■ **TEXTAUSZUG**
::::::::
INSERT INTO products VALUES (
    'Product A',
    123.3,
    'Lorem ipsum',
    'color => black, weight => 3kg'::hstore
);


INSERT INTO products VALUES (
    'Product B',
    45.0,
    'Lorem ipsum',
    'color => red'::hstore
);

hstore Daten abfragen

SELECT metadata->'color' FROM products;

 ?column?
----------
 black
 red
(2 rows)

hstore Daten abfragen

SELECT metadata->'weight' FROM products;

 ?column?
----------
 3kg

(2 rows)

hstore Keys suchen

SELECT * FROM products WHERE metadata ? 'weight';

   name    | price | description |             metadata
-----------+-------+-------------+-----------------------------------
 Product A | 123.3 | Lorem ipsum | "color"=>"black", "weight"=>"3kg"
(1 row)
::::::::
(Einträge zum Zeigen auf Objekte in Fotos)
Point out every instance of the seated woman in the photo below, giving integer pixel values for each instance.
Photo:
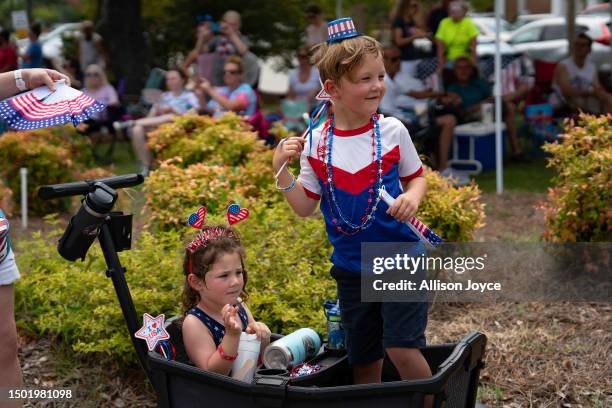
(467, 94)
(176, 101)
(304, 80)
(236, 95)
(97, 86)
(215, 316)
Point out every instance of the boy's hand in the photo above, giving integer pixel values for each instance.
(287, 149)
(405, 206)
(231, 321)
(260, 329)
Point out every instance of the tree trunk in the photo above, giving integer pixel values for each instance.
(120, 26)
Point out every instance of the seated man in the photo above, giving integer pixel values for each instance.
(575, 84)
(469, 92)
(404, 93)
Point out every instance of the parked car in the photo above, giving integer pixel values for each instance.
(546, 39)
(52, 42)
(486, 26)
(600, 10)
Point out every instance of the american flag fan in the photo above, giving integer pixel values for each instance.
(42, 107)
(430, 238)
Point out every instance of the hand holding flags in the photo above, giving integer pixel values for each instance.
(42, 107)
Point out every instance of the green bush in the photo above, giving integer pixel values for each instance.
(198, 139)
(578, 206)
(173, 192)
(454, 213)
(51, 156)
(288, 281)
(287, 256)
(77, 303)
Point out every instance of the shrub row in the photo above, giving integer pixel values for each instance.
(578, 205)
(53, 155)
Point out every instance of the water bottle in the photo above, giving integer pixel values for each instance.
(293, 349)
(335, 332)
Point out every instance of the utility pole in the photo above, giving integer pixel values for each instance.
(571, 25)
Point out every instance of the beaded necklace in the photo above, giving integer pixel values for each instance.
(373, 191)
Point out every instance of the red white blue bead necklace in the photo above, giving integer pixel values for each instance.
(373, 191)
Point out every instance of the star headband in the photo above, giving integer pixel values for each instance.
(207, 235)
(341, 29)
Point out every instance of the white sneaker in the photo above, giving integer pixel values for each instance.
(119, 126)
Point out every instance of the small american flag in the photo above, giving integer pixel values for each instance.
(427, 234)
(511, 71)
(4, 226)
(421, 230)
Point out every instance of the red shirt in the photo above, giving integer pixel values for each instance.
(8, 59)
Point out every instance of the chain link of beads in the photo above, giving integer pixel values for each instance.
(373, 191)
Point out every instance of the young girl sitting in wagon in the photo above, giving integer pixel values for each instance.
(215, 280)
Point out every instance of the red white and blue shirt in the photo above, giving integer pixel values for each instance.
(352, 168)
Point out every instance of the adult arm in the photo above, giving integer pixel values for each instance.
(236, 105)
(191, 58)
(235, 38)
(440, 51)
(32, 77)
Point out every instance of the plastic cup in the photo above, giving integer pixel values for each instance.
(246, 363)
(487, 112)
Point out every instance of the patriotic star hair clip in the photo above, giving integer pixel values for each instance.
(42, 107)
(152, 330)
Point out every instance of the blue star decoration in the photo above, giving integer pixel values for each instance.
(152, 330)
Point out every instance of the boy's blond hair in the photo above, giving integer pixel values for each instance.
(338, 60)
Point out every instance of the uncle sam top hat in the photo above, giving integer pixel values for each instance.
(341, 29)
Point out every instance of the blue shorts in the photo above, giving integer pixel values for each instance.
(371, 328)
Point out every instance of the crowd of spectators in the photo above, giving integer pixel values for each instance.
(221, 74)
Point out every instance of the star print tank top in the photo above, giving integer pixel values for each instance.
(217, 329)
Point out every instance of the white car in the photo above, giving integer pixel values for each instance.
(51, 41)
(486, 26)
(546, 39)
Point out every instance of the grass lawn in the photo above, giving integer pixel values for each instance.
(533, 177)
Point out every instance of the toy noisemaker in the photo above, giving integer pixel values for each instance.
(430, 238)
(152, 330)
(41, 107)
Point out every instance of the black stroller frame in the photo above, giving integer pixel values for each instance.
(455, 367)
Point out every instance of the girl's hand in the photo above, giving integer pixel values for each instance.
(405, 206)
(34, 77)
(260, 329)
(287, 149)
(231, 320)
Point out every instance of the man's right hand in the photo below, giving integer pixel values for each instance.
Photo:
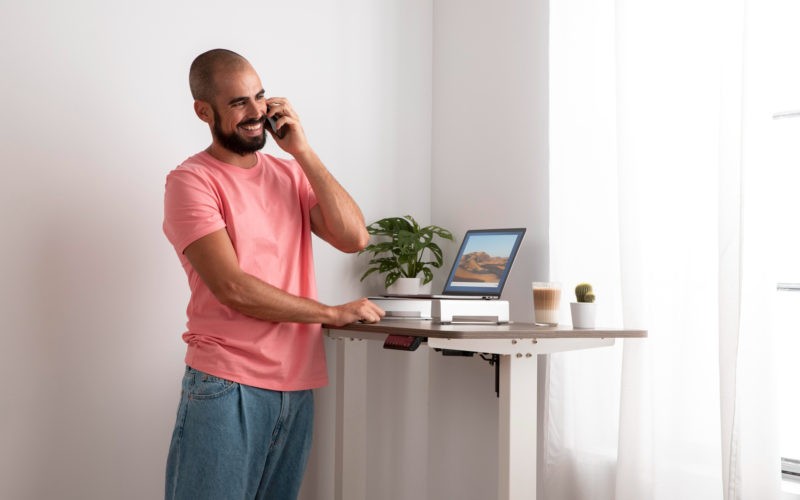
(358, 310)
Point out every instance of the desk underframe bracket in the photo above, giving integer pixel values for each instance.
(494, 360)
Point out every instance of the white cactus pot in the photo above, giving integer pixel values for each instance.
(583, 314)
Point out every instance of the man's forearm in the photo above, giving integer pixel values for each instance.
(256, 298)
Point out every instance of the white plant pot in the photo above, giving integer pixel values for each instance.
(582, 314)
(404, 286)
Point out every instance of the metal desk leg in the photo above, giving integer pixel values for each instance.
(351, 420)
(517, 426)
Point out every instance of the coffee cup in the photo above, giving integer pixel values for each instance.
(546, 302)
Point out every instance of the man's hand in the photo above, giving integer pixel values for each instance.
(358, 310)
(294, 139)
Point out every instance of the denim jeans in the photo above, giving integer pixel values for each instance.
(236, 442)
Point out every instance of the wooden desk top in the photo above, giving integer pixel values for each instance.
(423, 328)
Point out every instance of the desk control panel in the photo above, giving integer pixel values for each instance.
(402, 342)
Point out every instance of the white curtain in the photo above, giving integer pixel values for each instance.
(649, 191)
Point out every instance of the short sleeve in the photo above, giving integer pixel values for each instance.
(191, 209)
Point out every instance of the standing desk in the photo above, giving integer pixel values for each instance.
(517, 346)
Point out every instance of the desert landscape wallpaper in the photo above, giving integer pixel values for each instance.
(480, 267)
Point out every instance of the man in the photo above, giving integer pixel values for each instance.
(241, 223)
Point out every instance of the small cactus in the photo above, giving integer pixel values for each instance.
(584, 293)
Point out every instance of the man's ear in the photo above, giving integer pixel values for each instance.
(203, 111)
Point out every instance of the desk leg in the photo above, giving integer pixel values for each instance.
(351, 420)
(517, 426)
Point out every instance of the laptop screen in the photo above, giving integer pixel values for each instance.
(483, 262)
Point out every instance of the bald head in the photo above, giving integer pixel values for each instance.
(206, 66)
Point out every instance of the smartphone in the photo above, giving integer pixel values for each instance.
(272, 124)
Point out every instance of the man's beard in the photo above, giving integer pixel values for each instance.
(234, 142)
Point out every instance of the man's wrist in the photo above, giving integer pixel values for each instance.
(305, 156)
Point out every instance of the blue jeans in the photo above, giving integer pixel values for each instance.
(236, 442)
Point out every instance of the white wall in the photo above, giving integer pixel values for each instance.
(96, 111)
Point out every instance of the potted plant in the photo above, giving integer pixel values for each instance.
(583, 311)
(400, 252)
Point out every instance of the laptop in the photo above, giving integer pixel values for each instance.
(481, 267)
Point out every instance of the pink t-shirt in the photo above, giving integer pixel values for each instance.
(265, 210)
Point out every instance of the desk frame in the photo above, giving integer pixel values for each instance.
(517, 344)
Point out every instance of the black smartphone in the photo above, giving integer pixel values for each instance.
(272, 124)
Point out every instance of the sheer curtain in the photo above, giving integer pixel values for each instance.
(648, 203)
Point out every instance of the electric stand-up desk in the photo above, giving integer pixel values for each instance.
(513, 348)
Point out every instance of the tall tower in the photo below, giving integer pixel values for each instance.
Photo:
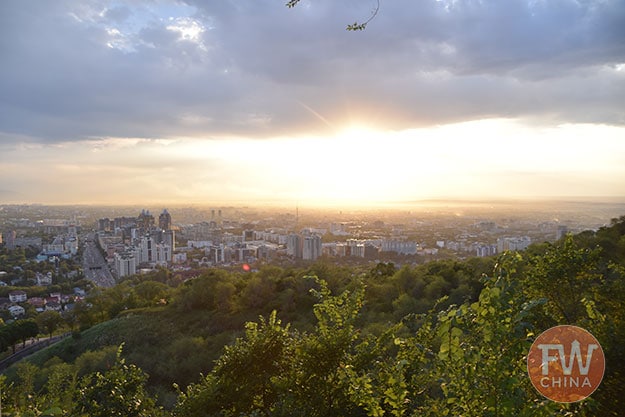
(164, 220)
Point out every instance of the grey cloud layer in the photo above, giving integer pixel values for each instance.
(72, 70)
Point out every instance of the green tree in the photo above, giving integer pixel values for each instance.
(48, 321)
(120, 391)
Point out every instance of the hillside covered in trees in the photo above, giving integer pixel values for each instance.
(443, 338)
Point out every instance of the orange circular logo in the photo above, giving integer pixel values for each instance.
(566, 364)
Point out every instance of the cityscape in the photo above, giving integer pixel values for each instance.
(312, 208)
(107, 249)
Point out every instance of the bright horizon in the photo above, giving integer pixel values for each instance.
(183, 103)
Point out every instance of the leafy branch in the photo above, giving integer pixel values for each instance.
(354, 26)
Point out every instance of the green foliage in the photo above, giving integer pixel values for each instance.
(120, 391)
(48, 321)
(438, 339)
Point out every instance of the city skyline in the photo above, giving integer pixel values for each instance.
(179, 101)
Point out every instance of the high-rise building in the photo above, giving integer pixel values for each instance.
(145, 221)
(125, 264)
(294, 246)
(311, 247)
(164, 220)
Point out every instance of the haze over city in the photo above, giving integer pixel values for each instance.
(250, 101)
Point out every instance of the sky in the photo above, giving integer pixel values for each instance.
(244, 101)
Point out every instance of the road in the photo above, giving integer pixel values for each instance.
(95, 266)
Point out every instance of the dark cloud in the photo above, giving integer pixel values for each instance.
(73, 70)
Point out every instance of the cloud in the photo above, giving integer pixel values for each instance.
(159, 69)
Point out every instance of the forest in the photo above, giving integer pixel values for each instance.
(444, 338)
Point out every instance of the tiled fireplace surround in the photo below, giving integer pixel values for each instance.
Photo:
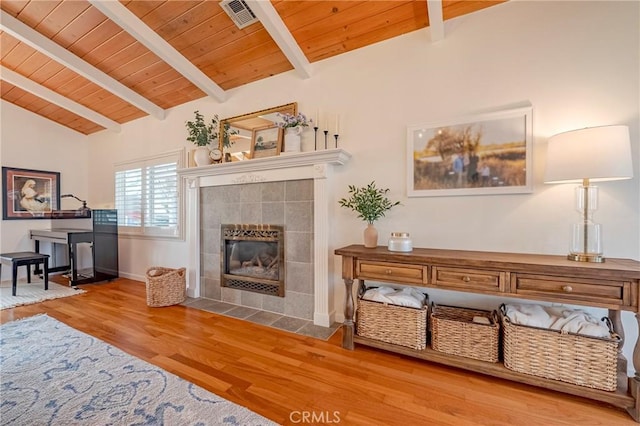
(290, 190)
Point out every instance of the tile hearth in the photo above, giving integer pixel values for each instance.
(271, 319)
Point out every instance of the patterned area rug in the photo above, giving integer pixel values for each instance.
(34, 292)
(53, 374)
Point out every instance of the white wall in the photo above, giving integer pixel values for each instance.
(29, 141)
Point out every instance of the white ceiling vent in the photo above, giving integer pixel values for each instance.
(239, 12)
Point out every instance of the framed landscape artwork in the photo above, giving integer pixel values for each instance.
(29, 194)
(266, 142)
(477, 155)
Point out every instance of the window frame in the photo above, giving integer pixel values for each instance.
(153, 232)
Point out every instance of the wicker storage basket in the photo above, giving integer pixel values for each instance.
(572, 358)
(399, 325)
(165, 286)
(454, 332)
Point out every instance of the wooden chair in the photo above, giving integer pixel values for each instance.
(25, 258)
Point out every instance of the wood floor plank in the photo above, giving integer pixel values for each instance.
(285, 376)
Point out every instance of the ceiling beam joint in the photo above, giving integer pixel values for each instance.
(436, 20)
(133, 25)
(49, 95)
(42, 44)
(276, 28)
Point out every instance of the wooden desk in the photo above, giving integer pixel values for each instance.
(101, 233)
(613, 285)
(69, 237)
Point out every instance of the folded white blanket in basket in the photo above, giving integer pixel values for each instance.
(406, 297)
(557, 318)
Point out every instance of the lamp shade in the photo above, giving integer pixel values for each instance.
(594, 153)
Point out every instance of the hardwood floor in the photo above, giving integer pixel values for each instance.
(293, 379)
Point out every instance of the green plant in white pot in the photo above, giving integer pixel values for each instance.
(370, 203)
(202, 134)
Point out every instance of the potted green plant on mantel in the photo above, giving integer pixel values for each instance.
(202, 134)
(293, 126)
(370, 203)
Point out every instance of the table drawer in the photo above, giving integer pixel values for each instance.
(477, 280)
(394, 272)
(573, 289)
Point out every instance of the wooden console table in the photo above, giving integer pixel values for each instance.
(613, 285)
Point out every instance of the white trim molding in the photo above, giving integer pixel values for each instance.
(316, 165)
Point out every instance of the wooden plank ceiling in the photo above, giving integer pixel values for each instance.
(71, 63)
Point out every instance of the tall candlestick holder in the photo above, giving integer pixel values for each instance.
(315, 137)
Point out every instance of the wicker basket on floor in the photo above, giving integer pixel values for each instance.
::::::::
■ **KURZE ÜBUNG 1**
Welchen Preis hat Product A laut dem Textauszug zu hstore?
■ **KURZE ÜBUNG 2**
Stelle die Zeilen der Einträge als Markdown-Tabelle mit den Spalten „Nr.“ und „Zeile“ dar, beginnend bei der Zeile mit „Point out every instance of the hardwood“ und endend mit dem Schluss der Einträge, beide Enden eingeschlossen. Nummeriere die Zeilen fortlaufend und lass Leerzeilen weg.

■ **ANTWORT ZUR ÜBUNG 1**
123.3

■ **ANTWORT ZUR ÜBUNG 2**
| Nr. | Zeile |
|---|---|
| 1 | Point out every instance of the hardwood floor in the photo above, giving integer pixel values for each instance. |
| 2 | (293, 379) |
| 3 | Point out every instance of the green plant in white pot in the photo above, giving integer pixel values for each instance. |
| 4 | (370, 203) |
| 5 | (202, 134) |
| 6 | Point out every instance of the potted green plant on mantel in the photo above, giving integer pixel values for each instance. |
| 7 | (202, 134) |
| 8 | (293, 126) |
| 9 | (370, 203) |
| 10 | Point out every instance of the table drawer in the photo above, giving integer pixel values for each instance. |
| 11 | (477, 280) |
| 12 | (394, 272) |
| 13 | (573, 289) |
| 14 | Point out every instance of the wooden console table in the photo above, giving integer pixel values for each instance. |
| 15 | (613, 285) |
| 16 | Point out every instance of the white trim molding in the photo above, giving integer pixel values for each instance. |
| 17 | (316, 165) |
| 18 | Point out every instance of the wooden plank ceiling in the photo above, giving integer pixel values for each instance. |
| 19 | (71, 63) |
| 20 | Point out every instance of the tall candlestick holder in the photo above, giving integer pixel values for each instance. |
| 21 | (315, 137) |
| 22 | Point out every instance of the wicker basket on floor in the photo above, giving integer pixel values for each instance. |